• _What needs to be done_
Please return, word for word, the line containing "Where can you spot the stucco" and each line after it through the end of the data below, and nothing else.

(Exercise inputs)

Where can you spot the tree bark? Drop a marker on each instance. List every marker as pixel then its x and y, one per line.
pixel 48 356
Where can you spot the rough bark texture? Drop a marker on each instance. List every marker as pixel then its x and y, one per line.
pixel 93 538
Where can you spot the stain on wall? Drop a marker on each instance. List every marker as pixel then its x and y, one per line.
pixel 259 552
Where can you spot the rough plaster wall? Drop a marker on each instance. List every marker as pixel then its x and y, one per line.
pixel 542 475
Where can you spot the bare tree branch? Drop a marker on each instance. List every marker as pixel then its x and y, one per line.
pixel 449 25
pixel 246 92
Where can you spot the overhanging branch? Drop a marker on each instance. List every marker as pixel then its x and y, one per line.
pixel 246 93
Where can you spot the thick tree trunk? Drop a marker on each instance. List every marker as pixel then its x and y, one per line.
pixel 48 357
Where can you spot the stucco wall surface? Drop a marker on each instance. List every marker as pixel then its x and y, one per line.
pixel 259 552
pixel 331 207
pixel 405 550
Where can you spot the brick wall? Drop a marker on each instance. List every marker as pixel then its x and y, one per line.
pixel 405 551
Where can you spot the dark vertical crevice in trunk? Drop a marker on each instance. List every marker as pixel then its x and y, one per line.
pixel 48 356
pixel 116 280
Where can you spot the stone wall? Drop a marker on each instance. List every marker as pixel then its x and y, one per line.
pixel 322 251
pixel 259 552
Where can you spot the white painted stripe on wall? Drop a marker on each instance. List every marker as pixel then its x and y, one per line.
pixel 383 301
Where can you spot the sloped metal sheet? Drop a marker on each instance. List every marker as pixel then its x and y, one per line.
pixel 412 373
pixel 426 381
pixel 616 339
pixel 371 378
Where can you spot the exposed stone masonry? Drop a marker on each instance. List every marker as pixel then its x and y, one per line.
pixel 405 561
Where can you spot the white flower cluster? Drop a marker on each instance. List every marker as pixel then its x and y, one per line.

(End Exercise inputs)

• _Task solution_
Where can you spot the stucco wall surface? Drop a marker on each instance. List every marker as pixel then its x and y, one per line.
pixel 259 552
pixel 331 207
pixel 405 550
Where can you spot the brick wall? Drop a marker on each instance. List every marker as pixel then its x and y, one per line.
pixel 405 551
Where can you spot the dark vertical crevice in trunk? Drop a marker on each instance. List every marker as pixel then its x and y, one per line.
pixel 48 356
pixel 116 280
Where can you spot the stone wall? Drop a marker on each instance. List every marker as pixel then its x and y, one per line.
pixel 322 251
pixel 259 552
Where can you spot the white painted stripe on wall? Drop a marker on each instance. List every marker as pixel then its x and y, one per line.
pixel 383 301
Where can you spot the sloped metal sheet? Drop a marker on each instance. List every marker as pixel then its x and y, one per line.
pixel 412 373
pixel 426 381
pixel 616 339
pixel 371 378
Where can you spot the exposed stone masonry? Drop a marker on each instance. List every marker as pixel then its x and y, one per line.
pixel 405 561
Where can you spot the white flower cluster? Drop a marker on each instance. List every marker as pixel then its x and y, one per line.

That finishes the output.